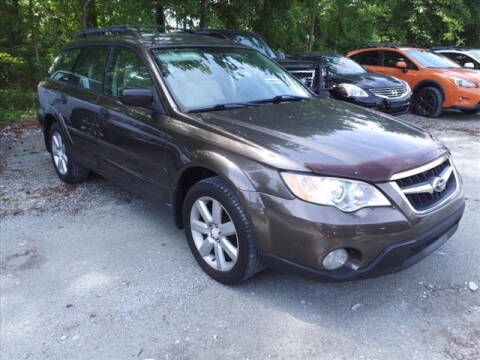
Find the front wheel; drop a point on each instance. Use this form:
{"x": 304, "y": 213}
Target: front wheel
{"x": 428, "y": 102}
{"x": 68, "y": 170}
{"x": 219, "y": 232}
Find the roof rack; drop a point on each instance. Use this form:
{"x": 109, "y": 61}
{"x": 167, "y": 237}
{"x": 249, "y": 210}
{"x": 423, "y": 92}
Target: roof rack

################

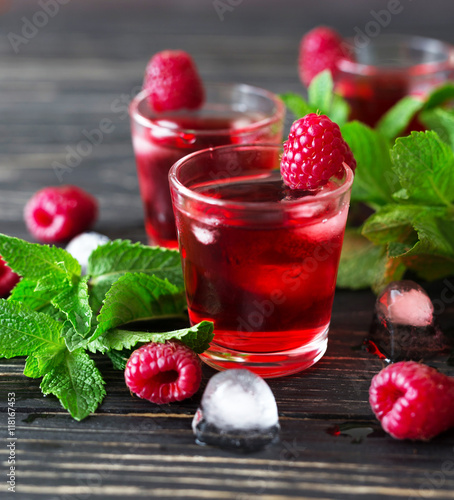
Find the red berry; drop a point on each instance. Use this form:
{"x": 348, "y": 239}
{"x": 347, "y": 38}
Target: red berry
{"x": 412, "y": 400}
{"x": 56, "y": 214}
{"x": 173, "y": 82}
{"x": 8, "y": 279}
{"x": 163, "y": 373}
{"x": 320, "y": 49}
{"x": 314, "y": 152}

################

→ **What to produce**:
Starting at the line that contains "Find the roof" and stopping after the line that contains "Target: roof rack", rewrite those lines with "roof rack" switched to "cargo rack" and everything else left unchanged.

→ **Completed task**:
Find the cargo rack; drop a point on each instance. Use this form:
{"x": 109, "y": 61}
{"x": 167, "y": 237}
{"x": 249, "y": 210}
{"x": 423, "y": 92}
Target: cargo rack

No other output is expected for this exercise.